No one should ever be forced to forgo or ration a necessary medicine. But this has become a common practice in America due to the high patient costs of prescription medications.
Our current medication system has grown into a tangle of high list prices, misaligned incentives, closed-door negotiations, and increasing out-of-pocket costs, trends that utterly ignore the needs of the patient.
This needs to change. The biopharmaceutical industry supports policy proposals to shake up the status quo, and we applaud the Trump administration for its recent proposal to reform the rebate system. Right now, insurers and pharmacy benefit managers (PBMs) get significant discounts and rebates on medicines but often don’t share those savings with patients directly. The new proposal would change this by ensuring biopharmaceutical company discounts are used to reduce Medicare Part D beneficiaries’ out-of-pocket costs at the pharmacy—a bold step toward a better system for America’s seniors.
First, let’s look at how the current system works. Even though a medicine has a list price, that price is reduced by an average of 41% due to the rebates and discounts negotiated with insurance companies, the government, PBMs, and other intermediaries in the supply chain. Those rebates and discounts totaled $166 billion in 2018 and grow every year.
Because rebates and fees are based on a percentage of a medicine’s list price, it’s no surprise that PBMs have incentives to want higher list prices. This system creates incentives for higher prices within the supply chain. Moreover, negotiated savings are not used by plans or PBMs to directly lower what patients pay for their medicines at the pharmacy counter.
Take patients who have diabetes and need to use insulin. For example, in today’s system, a vial of insulin with a $400 list price can have a rebate of 65%, which reduces the insurer’s price to $160. If a patient hasn’t yet met their deductible, however, they are charged the full price of the medicine, or $400. While the cost was only $160 to the insurer, it was $400 to the patient, because patients do not benefit from the significant discounts negotiated with manufacturers. So patients with chronic conditions—the people who rely most on medicines—end up subsidizing insurers and healthier patients. That defeats the purpose of insurance.
Under the Trump administration’s proposal, calculations by Avalere Health show that a Part D patient taking five medicines, including insulin, could save nearly $900 a year. At the same time, premiums are projected to increase by just $3 to $6 per month, driven by a new requirement that the rebates for a medicine be used solely to reduce costs for the people who need that medicine.

● ● ●

TASK TO COMPLETE: According to the passage on prescription drug costs, what was the total of rebates and discounts in 2018?

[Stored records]
● ● ●

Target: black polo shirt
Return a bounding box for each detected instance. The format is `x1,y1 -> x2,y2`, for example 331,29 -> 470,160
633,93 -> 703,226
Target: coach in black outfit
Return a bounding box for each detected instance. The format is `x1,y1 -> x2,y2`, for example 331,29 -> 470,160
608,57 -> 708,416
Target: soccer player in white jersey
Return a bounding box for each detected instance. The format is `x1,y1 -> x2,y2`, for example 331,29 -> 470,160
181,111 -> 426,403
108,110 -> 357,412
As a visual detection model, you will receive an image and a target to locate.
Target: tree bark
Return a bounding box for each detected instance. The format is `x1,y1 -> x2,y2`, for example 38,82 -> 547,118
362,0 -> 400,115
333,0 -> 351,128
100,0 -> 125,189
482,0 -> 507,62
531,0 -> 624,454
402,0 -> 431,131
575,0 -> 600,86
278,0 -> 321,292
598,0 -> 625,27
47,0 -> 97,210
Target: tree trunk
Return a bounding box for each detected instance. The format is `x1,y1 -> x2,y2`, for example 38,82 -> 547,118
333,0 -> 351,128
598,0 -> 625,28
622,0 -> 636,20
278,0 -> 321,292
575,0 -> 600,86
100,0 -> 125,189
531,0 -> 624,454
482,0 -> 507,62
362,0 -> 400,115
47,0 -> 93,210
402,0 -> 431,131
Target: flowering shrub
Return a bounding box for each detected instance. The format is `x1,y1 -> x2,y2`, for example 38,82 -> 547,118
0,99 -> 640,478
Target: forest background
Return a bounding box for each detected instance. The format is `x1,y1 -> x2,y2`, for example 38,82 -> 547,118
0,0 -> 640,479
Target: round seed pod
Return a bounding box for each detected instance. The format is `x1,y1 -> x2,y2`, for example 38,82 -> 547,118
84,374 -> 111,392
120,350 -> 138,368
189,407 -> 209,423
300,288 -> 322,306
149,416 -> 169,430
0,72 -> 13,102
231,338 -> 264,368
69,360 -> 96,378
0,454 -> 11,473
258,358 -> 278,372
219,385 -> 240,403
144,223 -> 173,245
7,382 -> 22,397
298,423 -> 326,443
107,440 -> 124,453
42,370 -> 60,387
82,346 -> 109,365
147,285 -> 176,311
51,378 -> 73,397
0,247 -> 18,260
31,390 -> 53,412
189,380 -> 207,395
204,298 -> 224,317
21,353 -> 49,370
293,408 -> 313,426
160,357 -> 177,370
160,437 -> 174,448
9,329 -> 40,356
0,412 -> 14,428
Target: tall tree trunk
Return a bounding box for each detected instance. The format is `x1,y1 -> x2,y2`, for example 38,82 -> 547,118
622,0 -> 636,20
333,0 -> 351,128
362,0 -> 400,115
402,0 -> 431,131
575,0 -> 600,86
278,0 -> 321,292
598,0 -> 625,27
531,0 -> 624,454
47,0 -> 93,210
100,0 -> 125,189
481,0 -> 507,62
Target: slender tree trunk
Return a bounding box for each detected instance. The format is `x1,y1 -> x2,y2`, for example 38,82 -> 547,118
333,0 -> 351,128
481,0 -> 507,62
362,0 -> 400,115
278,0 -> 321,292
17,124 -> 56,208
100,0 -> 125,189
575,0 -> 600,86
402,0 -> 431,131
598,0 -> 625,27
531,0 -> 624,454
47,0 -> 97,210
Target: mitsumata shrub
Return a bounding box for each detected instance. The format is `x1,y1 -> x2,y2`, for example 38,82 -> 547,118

● ● ●

EXPECTED ANSWER: $166 billion